■ **Supplied text**
########################################

In the swiftly evolving landscape of electrical utilities, staying ahead requires adopting cutting-edge technologies to ensure reliability, resilience, and customer satisfaction. Metrics like the System Average Interruption Duration Index (SAIDI) and System Average Interruption Frequency Index (SAIFI) are important considerations in this context. Regulatory standards frequently define benchmarks for SAIDI and SAIFI, aiming to guarantee a specified level of service reliability for consumers. A crucial step in this development is the incorporation of an outage management system (OMS).

The OMS is instrumental in efficiently handling outages by serving as an integration platform for all systems and processes responsible for power supply-related issues. By incorporating customer calls, AMI events, robust prediction engines, and real-time SCADA information, the OMS can anticipate potential outage locations on field devices. This leads to quicker problem resolution and optimal crew dispatching. Real-time crew availability ensures efficient dispatching, allowing the closest available crew with the right expertise, equipment, and materials to address the outage promptly. This blog details the implementation journey of an OMS in an electrical utility, offering broader insights into the challenges faced, strategies employed, significant impact on SAIDI, SAIFI, outage response, and lessons learned.

Understanding the need for an OMS

Within the dynamic realm of electrical utilities, ensuring a dependable and continuous supply of power is a crucial goal. With the ongoing surge in electricity demand propelled by technological progress and a growing dependence on electronic devices, the complexities of addressing and mitigating power outages intensify. Acknowledging these challenges, an electrical utility identified the need for a comprehensive solution to elevate outage management and enhance overall grid reliability.

Traditional methods of outage management, which were reactive and time-consuming with crew manually responding to locate the fault, could not keep pace with changing demands. As the electric utility landscape got more complex, the integration of renewable energy sources, the expansion of smart grid technologies, and soaring expectations of consumers for uninterrupted service needed a transformative approach. The decision to implement an OMS was a strategic response to modernize outage response, reduce downtime, and elevate the quality of service provided to customers.

Strategic planning and stakeholder collaboration

The implementation process kicked off with a detailed planning phase, where strategic considerations included thorough analysis of existing outage management procedures, active involvement of stakeholders, and close collaboration with technology vendors. As part of this comprehensive strategy, specific goals for SAIDI and SAIFI were established.

########################################

■ **Data section**
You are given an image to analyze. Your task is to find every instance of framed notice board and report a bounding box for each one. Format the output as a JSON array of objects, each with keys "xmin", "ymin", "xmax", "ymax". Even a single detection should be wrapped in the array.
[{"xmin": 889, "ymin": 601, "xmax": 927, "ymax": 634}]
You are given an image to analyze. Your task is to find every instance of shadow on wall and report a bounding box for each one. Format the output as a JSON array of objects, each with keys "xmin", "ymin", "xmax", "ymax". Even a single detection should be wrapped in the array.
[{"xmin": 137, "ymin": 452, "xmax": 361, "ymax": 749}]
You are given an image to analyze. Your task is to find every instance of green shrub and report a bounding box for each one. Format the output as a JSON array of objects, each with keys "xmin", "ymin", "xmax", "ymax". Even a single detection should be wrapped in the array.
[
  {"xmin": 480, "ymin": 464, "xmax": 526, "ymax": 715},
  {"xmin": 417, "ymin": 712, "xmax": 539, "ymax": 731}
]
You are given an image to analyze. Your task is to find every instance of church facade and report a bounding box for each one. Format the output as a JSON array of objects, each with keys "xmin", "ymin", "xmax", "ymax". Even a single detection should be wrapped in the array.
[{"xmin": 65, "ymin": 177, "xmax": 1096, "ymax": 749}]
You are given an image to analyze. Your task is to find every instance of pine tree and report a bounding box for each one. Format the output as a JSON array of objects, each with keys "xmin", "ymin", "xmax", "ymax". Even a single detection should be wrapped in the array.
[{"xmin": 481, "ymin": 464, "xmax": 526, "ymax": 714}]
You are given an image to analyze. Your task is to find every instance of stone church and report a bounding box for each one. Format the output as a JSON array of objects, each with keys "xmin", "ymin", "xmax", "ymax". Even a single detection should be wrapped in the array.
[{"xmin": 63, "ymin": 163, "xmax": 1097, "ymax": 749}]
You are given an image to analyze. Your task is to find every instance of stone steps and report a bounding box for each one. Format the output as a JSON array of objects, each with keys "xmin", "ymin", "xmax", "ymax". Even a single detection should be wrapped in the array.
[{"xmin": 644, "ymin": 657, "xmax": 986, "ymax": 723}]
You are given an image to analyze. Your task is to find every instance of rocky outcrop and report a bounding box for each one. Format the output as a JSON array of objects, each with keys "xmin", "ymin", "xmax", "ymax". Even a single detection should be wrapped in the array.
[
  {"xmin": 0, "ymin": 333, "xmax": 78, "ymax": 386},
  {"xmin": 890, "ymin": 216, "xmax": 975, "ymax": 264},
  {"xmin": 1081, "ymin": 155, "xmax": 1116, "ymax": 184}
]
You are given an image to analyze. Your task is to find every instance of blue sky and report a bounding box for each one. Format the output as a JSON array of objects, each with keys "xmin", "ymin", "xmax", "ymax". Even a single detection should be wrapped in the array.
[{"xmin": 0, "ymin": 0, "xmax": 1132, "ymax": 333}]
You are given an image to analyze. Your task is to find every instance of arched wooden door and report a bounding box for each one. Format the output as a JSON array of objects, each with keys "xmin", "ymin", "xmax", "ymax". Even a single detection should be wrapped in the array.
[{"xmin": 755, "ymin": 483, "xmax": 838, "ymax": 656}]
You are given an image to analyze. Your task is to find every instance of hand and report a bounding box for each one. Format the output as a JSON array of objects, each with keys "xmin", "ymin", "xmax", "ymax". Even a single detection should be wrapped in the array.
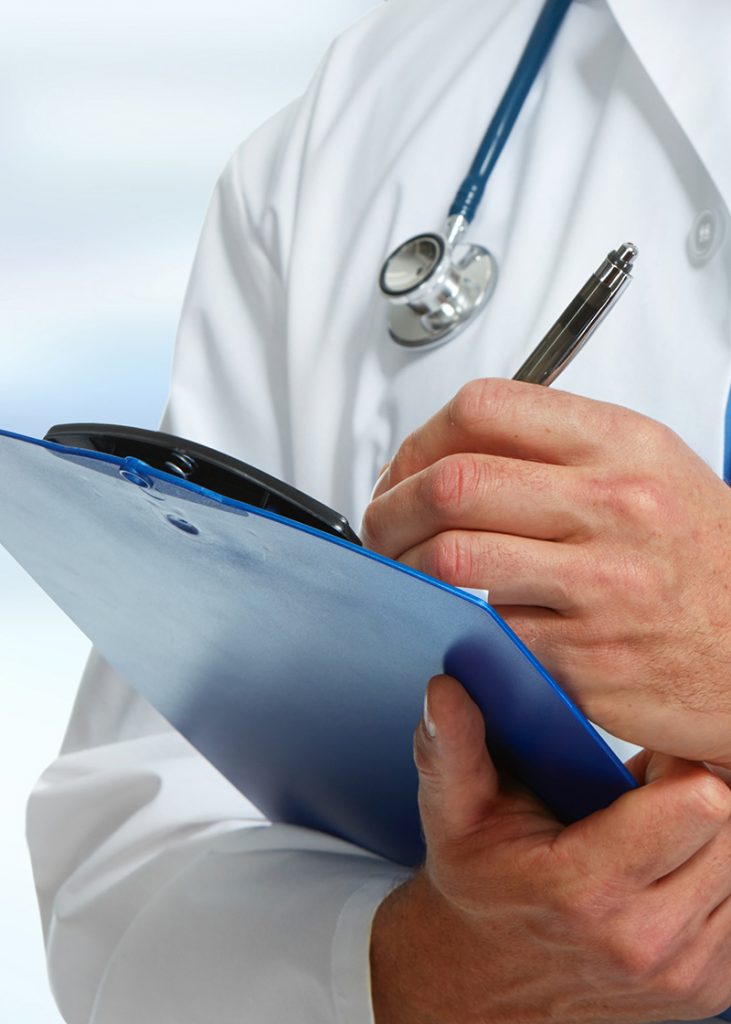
[
  {"xmin": 371, "ymin": 677, "xmax": 731, "ymax": 1024},
  {"xmin": 363, "ymin": 380, "xmax": 731, "ymax": 766}
]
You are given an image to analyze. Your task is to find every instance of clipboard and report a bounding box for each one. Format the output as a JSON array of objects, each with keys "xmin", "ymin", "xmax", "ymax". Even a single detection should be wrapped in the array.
[{"xmin": 0, "ymin": 430, "xmax": 636, "ymax": 866}]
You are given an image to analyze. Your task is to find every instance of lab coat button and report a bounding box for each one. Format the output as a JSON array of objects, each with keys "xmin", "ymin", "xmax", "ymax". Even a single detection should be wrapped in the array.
[{"xmin": 686, "ymin": 210, "xmax": 726, "ymax": 266}]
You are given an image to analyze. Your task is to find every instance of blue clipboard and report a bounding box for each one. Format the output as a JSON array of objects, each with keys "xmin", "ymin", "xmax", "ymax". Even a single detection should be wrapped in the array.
[{"xmin": 0, "ymin": 431, "xmax": 635, "ymax": 865}]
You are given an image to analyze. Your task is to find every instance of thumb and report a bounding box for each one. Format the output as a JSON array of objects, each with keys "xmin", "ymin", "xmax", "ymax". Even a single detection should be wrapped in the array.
[{"xmin": 414, "ymin": 676, "xmax": 499, "ymax": 849}]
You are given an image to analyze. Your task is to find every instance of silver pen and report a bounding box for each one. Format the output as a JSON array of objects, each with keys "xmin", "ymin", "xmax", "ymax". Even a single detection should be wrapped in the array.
[{"xmin": 513, "ymin": 242, "xmax": 637, "ymax": 385}]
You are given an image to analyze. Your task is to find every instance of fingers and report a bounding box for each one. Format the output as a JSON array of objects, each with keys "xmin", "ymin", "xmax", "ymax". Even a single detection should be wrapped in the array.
[
  {"xmin": 362, "ymin": 454, "xmax": 586, "ymax": 558},
  {"xmin": 556, "ymin": 758, "xmax": 731, "ymax": 891},
  {"xmin": 376, "ymin": 380, "xmax": 610, "ymax": 495},
  {"xmin": 414, "ymin": 676, "xmax": 498, "ymax": 844},
  {"xmin": 399, "ymin": 530, "xmax": 575, "ymax": 613}
]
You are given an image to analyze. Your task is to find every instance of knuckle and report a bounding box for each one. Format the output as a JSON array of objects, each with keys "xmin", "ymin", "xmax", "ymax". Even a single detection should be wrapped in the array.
[
  {"xmin": 390, "ymin": 431, "xmax": 421, "ymax": 480},
  {"xmin": 448, "ymin": 378, "xmax": 510, "ymax": 433},
  {"xmin": 423, "ymin": 455, "xmax": 480, "ymax": 516},
  {"xmin": 692, "ymin": 769, "xmax": 731, "ymax": 825},
  {"xmin": 607, "ymin": 920, "xmax": 669, "ymax": 986},
  {"xmin": 423, "ymin": 530, "xmax": 474, "ymax": 587},
  {"xmin": 360, "ymin": 499, "xmax": 384, "ymax": 551},
  {"xmin": 588, "ymin": 474, "xmax": 671, "ymax": 530}
]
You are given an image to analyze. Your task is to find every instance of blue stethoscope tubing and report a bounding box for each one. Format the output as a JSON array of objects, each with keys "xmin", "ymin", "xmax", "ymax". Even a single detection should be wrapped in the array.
[
  {"xmin": 379, "ymin": 0, "xmax": 571, "ymax": 350},
  {"xmin": 449, "ymin": 0, "xmax": 571, "ymax": 223}
]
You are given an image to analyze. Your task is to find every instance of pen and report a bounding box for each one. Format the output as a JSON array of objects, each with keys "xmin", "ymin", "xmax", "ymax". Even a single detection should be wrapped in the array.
[{"xmin": 513, "ymin": 242, "xmax": 637, "ymax": 386}]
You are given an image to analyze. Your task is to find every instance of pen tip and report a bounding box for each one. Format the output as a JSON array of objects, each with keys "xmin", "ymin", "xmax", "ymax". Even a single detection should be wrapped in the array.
[{"xmin": 616, "ymin": 242, "xmax": 639, "ymax": 263}]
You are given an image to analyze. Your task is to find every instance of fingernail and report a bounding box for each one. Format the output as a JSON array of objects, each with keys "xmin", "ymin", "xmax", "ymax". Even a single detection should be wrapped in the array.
[
  {"xmin": 424, "ymin": 690, "xmax": 436, "ymax": 739},
  {"xmin": 371, "ymin": 462, "xmax": 391, "ymax": 501}
]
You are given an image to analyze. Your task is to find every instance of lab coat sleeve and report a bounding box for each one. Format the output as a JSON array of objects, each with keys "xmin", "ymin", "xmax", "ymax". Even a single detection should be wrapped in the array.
[{"xmin": 28, "ymin": 103, "xmax": 405, "ymax": 1024}]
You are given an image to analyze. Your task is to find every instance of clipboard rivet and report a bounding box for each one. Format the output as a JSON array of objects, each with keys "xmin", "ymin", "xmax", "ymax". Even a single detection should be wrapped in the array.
[
  {"xmin": 120, "ymin": 468, "xmax": 153, "ymax": 489},
  {"xmin": 165, "ymin": 515, "xmax": 201, "ymax": 537}
]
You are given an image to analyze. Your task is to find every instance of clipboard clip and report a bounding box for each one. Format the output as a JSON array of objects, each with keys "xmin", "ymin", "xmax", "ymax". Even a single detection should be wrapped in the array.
[{"xmin": 44, "ymin": 423, "xmax": 362, "ymax": 547}]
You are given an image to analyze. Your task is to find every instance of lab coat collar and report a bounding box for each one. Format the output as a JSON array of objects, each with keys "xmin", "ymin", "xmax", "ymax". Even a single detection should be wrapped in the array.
[{"xmin": 607, "ymin": 0, "xmax": 731, "ymax": 210}]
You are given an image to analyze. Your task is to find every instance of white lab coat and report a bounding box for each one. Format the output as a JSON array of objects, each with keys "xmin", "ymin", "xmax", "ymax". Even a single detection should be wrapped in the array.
[{"xmin": 29, "ymin": 0, "xmax": 731, "ymax": 1024}]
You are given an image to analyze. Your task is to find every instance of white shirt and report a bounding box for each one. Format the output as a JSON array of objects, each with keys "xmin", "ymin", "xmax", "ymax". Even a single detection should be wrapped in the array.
[{"xmin": 29, "ymin": 0, "xmax": 731, "ymax": 1024}]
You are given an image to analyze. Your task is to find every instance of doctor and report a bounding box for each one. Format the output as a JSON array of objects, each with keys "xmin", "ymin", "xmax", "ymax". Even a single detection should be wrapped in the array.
[{"xmin": 29, "ymin": 0, "xmax": 731, "ymax": 1024}]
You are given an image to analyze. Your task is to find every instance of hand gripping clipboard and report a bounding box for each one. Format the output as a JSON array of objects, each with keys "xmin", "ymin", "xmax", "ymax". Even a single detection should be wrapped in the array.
[{"xmin": 0, "ymin": 423, "xmax": 635, "ymax": 865}]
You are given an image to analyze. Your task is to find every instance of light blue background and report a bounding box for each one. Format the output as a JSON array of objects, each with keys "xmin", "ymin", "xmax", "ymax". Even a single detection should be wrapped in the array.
[{"xmin": 0, "ymin": 0, "xmax": 376, "ymax": 1024}]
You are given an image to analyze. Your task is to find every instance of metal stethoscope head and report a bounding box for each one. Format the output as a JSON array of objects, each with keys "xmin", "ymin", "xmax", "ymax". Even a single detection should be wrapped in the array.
[
  {"xmin": 379, "ymin": 217, "xmax": 498, "ymax": 350},
  {"xmin": 379, "ymin": 0, "xmax": 571, "ymax": 350}
]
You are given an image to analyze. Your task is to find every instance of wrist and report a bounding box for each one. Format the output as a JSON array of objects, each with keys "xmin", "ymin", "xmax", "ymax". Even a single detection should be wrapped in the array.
[{"xmin": 371, "ymin": 871, "xmax": 475, "ymax": 1024}]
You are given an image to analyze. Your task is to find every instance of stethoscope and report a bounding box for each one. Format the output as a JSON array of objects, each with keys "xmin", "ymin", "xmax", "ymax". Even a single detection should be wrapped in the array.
[{"xmin": 379, "ymin": 0, "xmax": 571, "ymax": 350}]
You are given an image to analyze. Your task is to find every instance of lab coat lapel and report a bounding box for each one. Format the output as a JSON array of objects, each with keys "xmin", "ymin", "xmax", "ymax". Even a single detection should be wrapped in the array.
[{"xmin": 607, "ymin": 0, "xmax": 731, "ymax": 210}]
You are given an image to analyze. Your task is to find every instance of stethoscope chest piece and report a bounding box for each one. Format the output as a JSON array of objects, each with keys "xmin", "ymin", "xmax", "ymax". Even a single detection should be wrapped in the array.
[{"xmin": 379, "ymin": 232, "xmax": 498, "ymax": 349}]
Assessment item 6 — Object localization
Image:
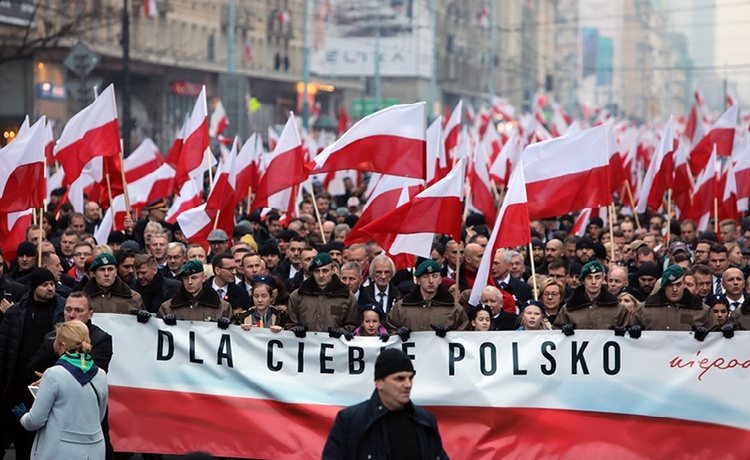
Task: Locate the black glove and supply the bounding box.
[693,326,708,342]
[135,310,151,324]
[292,326,307,339]
[430,324,451,338]
[10,403,29,420]
[162,313,177,326]
[396,326,411,342]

########################################

Give again, word for word, the passage of the outage management text between "Within the dynamic" and "overall grid reliability.", inclusive.

■ **Solution below**
Within the dynamic realm of electrical utilities, ensuring a dependable and continuous supply of power is a crucial goal. With the ongoing surge in electricity demand propelled by technological progress and a growing dependence on electronic devices, the complexities of addressing and mitigating power outages intensify. Acknowledging these challenges, an electrical utility identified the need for a comprehensive solution to elevate outage management and enhance overall grid reliability.